▶ [Instructions to follow] Copy all the lines below without altering anything.

Data to process START

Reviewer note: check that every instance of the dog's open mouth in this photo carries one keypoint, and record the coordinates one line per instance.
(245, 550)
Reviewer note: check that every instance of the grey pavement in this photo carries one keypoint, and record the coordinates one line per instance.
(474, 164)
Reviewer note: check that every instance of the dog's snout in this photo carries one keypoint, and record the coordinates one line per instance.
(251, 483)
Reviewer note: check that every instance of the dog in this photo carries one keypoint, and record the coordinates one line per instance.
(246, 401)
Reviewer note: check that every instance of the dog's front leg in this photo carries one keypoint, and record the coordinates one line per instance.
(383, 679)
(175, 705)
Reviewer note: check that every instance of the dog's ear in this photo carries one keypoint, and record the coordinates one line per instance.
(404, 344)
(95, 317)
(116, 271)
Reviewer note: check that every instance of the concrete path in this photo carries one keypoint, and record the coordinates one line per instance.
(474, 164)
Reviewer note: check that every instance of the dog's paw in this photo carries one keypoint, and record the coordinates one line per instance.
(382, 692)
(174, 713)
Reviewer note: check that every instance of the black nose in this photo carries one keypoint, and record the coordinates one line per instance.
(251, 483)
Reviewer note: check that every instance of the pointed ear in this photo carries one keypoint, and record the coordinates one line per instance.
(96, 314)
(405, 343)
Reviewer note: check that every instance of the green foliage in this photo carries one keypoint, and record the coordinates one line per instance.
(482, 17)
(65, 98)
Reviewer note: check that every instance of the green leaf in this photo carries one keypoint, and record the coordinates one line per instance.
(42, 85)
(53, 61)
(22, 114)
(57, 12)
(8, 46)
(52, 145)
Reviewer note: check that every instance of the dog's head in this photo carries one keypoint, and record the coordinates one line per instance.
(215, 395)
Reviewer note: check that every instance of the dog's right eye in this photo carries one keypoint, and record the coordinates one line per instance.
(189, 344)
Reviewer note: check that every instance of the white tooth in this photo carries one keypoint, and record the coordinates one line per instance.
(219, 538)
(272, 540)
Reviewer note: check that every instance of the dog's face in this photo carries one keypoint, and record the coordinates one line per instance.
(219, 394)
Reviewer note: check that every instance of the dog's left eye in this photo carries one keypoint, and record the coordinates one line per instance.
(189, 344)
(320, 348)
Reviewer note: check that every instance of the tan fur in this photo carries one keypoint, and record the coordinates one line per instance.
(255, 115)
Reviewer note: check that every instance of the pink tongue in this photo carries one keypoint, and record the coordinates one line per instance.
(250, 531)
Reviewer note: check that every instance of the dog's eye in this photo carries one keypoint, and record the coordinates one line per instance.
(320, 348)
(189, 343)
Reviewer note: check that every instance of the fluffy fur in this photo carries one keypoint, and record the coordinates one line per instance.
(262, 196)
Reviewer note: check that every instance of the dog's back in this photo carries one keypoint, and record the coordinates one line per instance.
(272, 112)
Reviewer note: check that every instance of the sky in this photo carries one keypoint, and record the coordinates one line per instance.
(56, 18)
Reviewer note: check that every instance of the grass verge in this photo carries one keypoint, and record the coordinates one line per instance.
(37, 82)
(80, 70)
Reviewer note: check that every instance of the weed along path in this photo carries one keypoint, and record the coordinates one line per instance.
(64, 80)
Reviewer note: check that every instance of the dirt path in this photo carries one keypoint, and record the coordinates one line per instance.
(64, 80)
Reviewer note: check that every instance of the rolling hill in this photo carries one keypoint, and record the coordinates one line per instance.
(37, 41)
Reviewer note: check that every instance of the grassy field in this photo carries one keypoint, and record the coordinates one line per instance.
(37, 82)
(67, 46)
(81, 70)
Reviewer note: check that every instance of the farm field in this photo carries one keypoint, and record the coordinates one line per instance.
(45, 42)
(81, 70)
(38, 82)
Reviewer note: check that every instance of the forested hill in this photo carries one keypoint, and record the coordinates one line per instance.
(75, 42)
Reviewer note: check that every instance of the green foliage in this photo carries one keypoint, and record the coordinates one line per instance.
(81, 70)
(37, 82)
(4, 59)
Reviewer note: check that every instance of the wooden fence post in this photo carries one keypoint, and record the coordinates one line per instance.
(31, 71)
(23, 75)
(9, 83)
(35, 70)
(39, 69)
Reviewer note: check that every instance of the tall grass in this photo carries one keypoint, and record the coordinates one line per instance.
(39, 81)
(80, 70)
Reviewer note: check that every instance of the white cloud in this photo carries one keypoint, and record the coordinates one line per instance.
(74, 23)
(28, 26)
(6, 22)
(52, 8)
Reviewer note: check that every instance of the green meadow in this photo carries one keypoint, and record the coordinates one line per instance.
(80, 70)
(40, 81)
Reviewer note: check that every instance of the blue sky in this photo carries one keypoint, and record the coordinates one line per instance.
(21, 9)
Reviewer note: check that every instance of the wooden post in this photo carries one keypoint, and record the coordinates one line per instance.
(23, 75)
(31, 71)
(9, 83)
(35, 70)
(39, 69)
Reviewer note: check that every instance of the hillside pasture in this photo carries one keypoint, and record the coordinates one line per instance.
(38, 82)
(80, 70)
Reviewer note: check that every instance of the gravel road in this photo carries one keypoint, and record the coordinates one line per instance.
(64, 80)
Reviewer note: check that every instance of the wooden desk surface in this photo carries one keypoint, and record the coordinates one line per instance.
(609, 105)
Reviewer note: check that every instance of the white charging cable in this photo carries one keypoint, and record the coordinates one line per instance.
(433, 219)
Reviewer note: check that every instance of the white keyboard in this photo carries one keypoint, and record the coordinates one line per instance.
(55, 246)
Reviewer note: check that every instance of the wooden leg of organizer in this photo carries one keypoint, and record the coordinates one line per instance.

Data to process END

▶ [Response]
Reviewer note: check that every instance of the dog's open mouth in this photo carries one keypoint, and record the coordinates one line per instance.
(245, 550)
Reviewer note: check that every instance of the grey pavement in this photo carries one keypoint, and record the coordinates one line per instance.
(474, 164)
Reviewer note: check that every instance of the dog's snout in this photo carries one keypoint, and record the coordinates one line per instance.
(251, 483)
Reviewer note: check that every instance of the dog in this photo carries one keypoint, and record the coordinates one line per instance.
(246, 401)
Reviewer note: check that every instance of the dog's front leg in this photo carries one keypoint, and record the coordinates one line per instance.
(383, 679)
(175, 705)
Reviewer note: check that every instance of the dog's ear in this photo carries one keypoint, and record the coordinates one line per instance.
(404, 344)
(95, 317)
(116, 271)
Reviewer note: check that every instance of the concrete path in this photo carries one keypoint, and record the coordinates one line per instance.
(474, 164)
Reviewer note: check that every instance of the dog's paw in this photo carries one keypoint, and record the coordinates one line per instance.
(382, 692)
(174, 713)
Reviewer note: check that every instance of the black nose in this photo carries one keypoint, and record the coordinates one line per instance.
(251, 483)
Reviewer note: check that every instance of the pointed ear in this photo carries one keypoint, and record the coordinates one line per instance.
(96, 314)
(405, 343)
Reviewer note: check that every instance of the green foliage in this photo carries one keypoint, and record the coordinates one line per instance.
(482, 17)
(65, 98)
Reviewer note: check that every instance of the green leaf in this photo carries one keypoint, and record the coordinates one line per instance.
(42, 85)
(53, 61)
(22, 114)
(57, 12)
(8, 46)
(52, 145)
Reviewer note: check that every instance of the dog's head in this photo carries one keypoint, and record the coordinates one line per instance.
(215, 395)
Reviewer note: check that every instance of the dog's right eye in this photo carries one keypoint, and record the coordinates one line per instance.
(189, 344)
Reviewer note: check that every instance of the white tooth in this photo carries one keypoint, and record the coordinates one line per instance.
(219, 538)
(272, 540)
Reviewer note: check that every instance of the dog's face in this photo carries one keypoint, and record the coordinates one line per instance.
(219, 394)
Reviewer note: check that every instance of the dog's left eye in this photo carries one keypoint, and record the coordinates one line per instance.
(189, 344)
(320, 348)
Reviewer note: check that every instance of the tan fur in this photo carries one keypoint, and record the coordinates one line per instance.
(255, 115)
Reviewer note: check that every instance of the pink tongue in this photo carries one keypoint, and record the coordinates one line per instance.
(250, 531)
Reviewer note: check that every instance of the dog's eye in this photo carries one keypoint, and record the coordinates one line per instance.
(320, 348)
(189, 343)
Reviewer note: check that every instance of the fluffy fur in this photo carries one keypoint, and record the coordinates one line per instance.
(262, 196)
Reviewer note: check that every instance of the dog's back in this photo carries one keypoint, and record the coordinates one line per instance.
(272, 112)
Reviewer note: check that every instance of the sky in this photo carries one keypoint, and record the coordinates one line per instance.
(56, 18)
Reviewer note: check that every instance of the grass verge in this photo carries one keypoint, and record the coordinates one line per instance.
(37, 82)
(80, 70)
Reviewer note: check that every instance of the weed along path in this photo carries one keypoint, and record the coordinates one line per instance.
(64, 80)
Reviewer note: check that every instance of the dirt path in this photo carries one keypoint, and record the coordinates one line per instance.
(64, 80)
Reviewer note: check that every instance of the rolling hill in this photo carries one keypoint, and record the coordinates one line per instance.
(37, 41)
Reviewer note: check that every instance of the grassy field in this photo carries one keypoint, and record the coordinates one line per instance.
(37, 82)
(67, 46)
(81, 70)
Reviewer note: check that every instance of the farm field in this photo carries one keypoint, and record the coordinates one line per instance.
(45, 42)
(81, 70)
(38, 82)
Reviewer note: check that every instance of the forested hill in this photo carries one keypoint, and record the coordinates one line per instance.
(75, 42)
Reviewer note: check that every instance of the green foliage in this photo carries one keypoint, and record the coordinates one line per instance.
(81, 70)
(37, 82)
(4, 59)
Reviewer note: check that every instance of the wooden fence post in this photo carries one keypoint, and record the coordinates one line per instance.
(31, 71)
(23, 75)
(9, 83)
(35, 70)
(39, 69)
Reviewer note: check that every instance of the tall grass in this photo carries one keypoint, and record the coordinates one line per instance.
(39, 81)
(80, 70)
Reviewer note: check that every instance of the white cloud in this photo carries one keypoint, and record the coordinates one line per instance.
(74, 23)
(28, 26)
(6, 22)
(52, 8)
Reviewer note: check that every instance of the green meadow in this photo carries one keypoint, and record the coordinates one line per instance.
(80, 70)
(40, 81)
Reviewer note: check that every instance of the blue sky in this photo carries one keypoint, and record the coordinates one line per instance.
(21, 9)
Reviewer note: check that every instance of the wooden post in this photo carries one keypoint, and record the coordinates one line per instance.
(23, 75)
(31, 71)
(9, 83)
(35, 70)
(39, 69)
Reviewer note: check that every instance of the hillside pasture in this photo carries one keypoint, and record the coordinates one line per instance.
(38, 82)
(80, 70)
Reviewer note: check that every instance of the gravel road in this photo carries one keypoint, and record the coordinates one line per instance.
(64, 80)
Reviewer note: check that every instance of the wooden desk surface in this photo carries one keypoint, and record the coordinates one line per instance.
(609, 105)
Reviewer note: check that every instance of the white charging cable in this photo carries one keypoint, and record the coordinates one line per instance.
(433, 219)
Reviewer note: check that every instance of the white keyboard in this photo carries one keypoint, and record the coordinates one line per instance.
(55, 246)
Reviewer note: check that every instance of the wooden leg of organizer in this photo carries one keypoint, and record the coordinates one line per instance.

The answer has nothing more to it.